Present all of the items below as a single numbered list, omitting any blank lines.
Start of Record extracts
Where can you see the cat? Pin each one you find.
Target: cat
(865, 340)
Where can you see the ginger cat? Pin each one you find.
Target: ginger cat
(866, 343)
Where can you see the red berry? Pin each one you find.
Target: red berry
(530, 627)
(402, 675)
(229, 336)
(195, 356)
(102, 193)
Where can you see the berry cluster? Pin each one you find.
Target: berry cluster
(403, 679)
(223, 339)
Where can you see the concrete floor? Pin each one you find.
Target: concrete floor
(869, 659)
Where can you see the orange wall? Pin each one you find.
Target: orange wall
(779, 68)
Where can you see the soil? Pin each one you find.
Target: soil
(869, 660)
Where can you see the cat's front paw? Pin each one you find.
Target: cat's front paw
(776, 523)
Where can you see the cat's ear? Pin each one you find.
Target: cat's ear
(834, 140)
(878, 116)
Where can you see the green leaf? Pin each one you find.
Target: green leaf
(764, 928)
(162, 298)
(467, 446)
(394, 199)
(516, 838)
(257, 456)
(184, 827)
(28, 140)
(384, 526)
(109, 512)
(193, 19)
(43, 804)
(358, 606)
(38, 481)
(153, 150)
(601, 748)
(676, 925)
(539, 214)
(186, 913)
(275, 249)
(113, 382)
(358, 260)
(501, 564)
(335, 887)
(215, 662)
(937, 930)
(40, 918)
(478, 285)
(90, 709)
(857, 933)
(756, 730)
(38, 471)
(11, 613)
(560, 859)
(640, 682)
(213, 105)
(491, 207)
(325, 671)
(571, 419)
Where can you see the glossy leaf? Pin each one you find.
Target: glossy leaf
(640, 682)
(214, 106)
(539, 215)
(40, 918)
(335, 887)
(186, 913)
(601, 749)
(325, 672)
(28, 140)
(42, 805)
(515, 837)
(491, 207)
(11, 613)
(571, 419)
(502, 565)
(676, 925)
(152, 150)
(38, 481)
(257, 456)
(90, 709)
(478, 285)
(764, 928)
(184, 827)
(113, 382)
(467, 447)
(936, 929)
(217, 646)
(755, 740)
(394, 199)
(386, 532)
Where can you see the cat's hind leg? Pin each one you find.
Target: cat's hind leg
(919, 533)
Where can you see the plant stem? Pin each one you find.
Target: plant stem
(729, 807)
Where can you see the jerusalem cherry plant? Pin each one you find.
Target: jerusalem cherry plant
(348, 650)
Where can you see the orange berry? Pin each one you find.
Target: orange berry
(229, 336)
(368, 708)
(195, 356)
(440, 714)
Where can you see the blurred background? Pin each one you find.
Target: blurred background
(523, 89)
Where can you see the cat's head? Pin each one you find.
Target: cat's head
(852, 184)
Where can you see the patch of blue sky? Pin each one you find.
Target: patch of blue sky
End of Record extracts
Task answer ::
1. Where can you see the cat? Pin each one you find.
2. Target: cat
3. (865, 340)
4. Where can you see the ginger cat? Pin each one you find.
5. Target: ginger cat
6. (866, 343)
7. Where can you see the red berry? Pin each one you find.
8. Target: red berry
9. (530, 627)
10. (402, 675)
11. (229, 336)
12. (195, 356)
13. (102, 193)
14. Where can you see the berry cluster? Pin each one you find.
15. Target: berry cluster
16. (403, 679)
17. (223, 339)
18. Where can you see the concrete floor? Pin each one you find.
19. Target: concrete floor
20. (869, 659)
21. Where can you see the orange wall? Pin each one you find.
22. Target: orange wall
23. (779, 68)
24. Where can you see the soil? Pin each one you find.
25. Target: soil
26. (869, 660)
27. Where can you see the cat's front paw? Pin each one you find.
28. Target: cat's front paw
29. (776, 523)
30. Where can you see the cat's ear? Pin each one you find.
31. Target: cat's ear
32. (834, 140)
33. (878, 116)
34. Where can you see the green leaf? Pin each one you find.
35. Target: green leaf
36. (764, 928)
37. (162, 298)
38. (467, 446)
39. (394, 199)
40. (516, 838)
41. (257, 456)
42. (184, 827)
43. (28, 140)
44. (384, 526)
45. (109, 512)
46. (193, 19)
47. (43, 804)
48. (358, 606)
49. (38, 481)
50. (153, 150)
51. (601, 748)
52. (676, 925)
53. (539, 214)
54. (186, 913)
55. (275, 249)
56. (113, 382)
57. (358, 260)
58. (501, 564)
59. (335, 887)
60. (215, 662)
61. (937, 930)
62. (40, 918)
63. (478, 285)
64. (90, 709)
65. (857, 933)
66. (756, 730)
67. (38, 471)
68. (11, 613)
69. (560, 859)
70. (640, 682)
71. (213, 105)
72. (491, 207)
73. (325, 671)
74. (571, 419)
75. Where can you see the glossy leaf? Pin each one you find.
76. Target: glossy leaf
77. (640, 682)
78. (214, 106)
79. (539, 215)
80. (40, 918)
81. (335, 887)
82. (186, 913)
83. (601, 749)
84. (325, 672)
85. (28, 140)
86. (42, 805)
87. (515, 837)
88. (491, 207)
89. (11, 613)
90. (571, 419)
91. (502, 565)
92. (676, 925)
93. (152, 150)
94. (38, 481)
95. (257, 456)
96. (90, 709)
97. (478, 285)
98. (764, 928)
99. (184, 827)
100. (113, 382)
101. (467, 447)
102. (936, 929)
103. (217, 646)
104. (755, 740)
105. (394, 199)
106. (386, 532)
107. Where can you see the cat's hind leg? Pin each one you find.
108. Target: cat's hind leg
109. (919, 533)
110. Where can you see the plant stem? Pin each one you find.
111. Target: plant stem
112. (729, 807)
113. Where can you see the jerusalem cherry plant? Pin each one you find.
114. Target: jerusalem cherry plant
115. (348, 650)
116. Where can you see the orange berry? Pin each one you find.
117. Target: orange berry
118. (229, 336)
119. (368, 708)
120. (195, 356)
121. (440, 714)
122. Where can you see the blurred background? Pin each one you find.
123. Target: blurred background
124. (523, 89)
125. Where can you see the cat's head? Pin each one you find.
126. Target: cat's head
127. (852, 184)
128. Where can you see the patch of blue sky? Pin each one you find.
129. Target: patch of blue sky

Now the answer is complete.